### GOAL OF THE EXERCISE
Pull out every line of the listing below that contains the word "yellow", and copy each one in full.

[PROVIDED RECORDS start]

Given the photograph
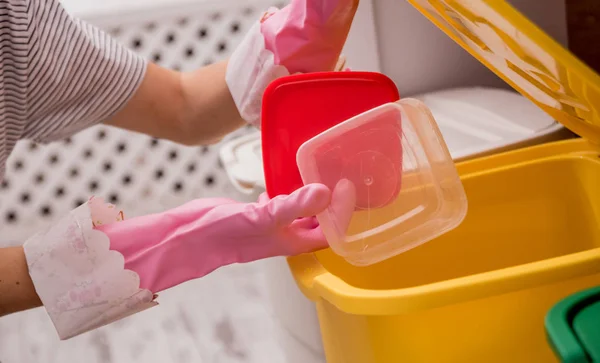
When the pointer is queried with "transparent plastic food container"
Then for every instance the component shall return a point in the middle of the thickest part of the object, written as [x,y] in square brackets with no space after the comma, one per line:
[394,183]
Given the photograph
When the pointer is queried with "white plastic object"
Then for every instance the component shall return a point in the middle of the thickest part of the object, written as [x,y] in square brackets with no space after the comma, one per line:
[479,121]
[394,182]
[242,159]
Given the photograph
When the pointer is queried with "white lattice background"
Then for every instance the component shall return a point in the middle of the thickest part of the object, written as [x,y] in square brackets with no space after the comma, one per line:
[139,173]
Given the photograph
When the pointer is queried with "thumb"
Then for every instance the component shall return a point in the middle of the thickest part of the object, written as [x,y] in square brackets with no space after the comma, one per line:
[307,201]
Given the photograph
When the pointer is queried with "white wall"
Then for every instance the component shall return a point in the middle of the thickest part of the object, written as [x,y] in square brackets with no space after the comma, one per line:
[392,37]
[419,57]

[PROVIDED RECORDS end]
[PROVIDED RECORDS start]

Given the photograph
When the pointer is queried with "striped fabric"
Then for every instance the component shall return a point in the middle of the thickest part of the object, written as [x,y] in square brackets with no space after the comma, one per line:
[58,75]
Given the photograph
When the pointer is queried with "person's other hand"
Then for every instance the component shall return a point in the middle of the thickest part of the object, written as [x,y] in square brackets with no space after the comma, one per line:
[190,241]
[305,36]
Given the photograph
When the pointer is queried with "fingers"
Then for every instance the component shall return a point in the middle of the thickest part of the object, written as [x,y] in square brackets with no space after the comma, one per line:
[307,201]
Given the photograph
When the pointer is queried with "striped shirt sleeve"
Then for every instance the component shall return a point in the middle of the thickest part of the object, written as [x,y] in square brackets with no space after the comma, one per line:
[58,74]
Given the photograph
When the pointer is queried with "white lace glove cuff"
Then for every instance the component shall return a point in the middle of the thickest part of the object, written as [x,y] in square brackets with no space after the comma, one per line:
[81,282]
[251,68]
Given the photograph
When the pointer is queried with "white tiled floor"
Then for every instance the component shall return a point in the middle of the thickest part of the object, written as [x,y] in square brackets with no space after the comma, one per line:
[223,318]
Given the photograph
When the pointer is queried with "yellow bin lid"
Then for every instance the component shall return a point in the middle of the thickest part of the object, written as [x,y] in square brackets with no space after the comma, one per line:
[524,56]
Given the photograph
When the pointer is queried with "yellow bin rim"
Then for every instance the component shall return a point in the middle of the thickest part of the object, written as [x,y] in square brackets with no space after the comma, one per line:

[PROVIDED RECORDS end]
[PROVIDED RECORDS start]

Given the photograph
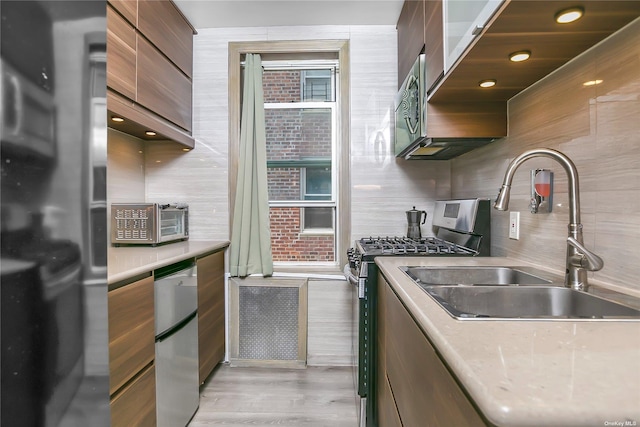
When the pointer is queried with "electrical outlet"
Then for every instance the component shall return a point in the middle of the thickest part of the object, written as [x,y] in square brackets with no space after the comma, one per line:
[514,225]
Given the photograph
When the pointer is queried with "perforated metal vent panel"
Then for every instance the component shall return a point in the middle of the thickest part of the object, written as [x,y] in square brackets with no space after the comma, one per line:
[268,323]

[PROVIDED RECORDS end]

### EXPECTED OUTPUT
When the pointer is queried with "yellow bin lid"
When the pointer is queried with "yellow bin rim"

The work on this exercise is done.